## EXERCISE DESCRIPTION
Format every line in the records below as a numbered list, skipping any blank lines.

## MATERIAL TO PROCESS
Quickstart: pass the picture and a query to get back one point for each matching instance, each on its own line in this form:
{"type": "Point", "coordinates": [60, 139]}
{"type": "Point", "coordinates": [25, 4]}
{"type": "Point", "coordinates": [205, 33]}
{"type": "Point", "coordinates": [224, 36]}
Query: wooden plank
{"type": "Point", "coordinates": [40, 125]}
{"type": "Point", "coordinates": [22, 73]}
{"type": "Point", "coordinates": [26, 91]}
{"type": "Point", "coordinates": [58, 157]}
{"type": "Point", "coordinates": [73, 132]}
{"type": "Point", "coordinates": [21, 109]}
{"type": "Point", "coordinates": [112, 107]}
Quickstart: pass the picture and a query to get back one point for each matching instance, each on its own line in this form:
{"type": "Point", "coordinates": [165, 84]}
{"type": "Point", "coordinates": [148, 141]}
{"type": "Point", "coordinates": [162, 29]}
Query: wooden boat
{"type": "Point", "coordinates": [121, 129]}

## ANSWER TO THIS EXERCISE
1. Quickstart: pass the picture and a query to get back one point for each matching instance, each on its own line in this form:
2. {"type": "Point", "coordinates": [60, 139]}
3. {"type": "Point", "coordinates": [25, 4]}
4. {"type": "Point", "coordinates": [205, 33]}
5. {"type": "Point", "coordinates": [224, 36]}
6. Query: wooden plank
7. {"type": "Point", "coordinates": [40, 125]}
8. {"type": "Point", "coordinates": [22, 73]}
9. {"type": "Point", "coordinates": [26, 91]}
10. {"type": "Point", "coordinates": [58, 157]}
11. {"type": "Point", "coordinates": [73, 132]}
12. {"type": "Point", "coordinates": [21, 109]}
13. {"type": "Point", "coordinates": [112, 107]}
14. Quickstart: pass the picture and a query to get back one point for each matching instance, each on its own line in this form:
15. {"type": "Point", "coordinates": [165, 84]}
16. {"type": "Point", "coordinates": [148, 141]}
17. {"type": "Point", "coordinates": [162, 29]}
18. Query: wooden boat
19. {"type": "Point", "coordinates": [121, 129]}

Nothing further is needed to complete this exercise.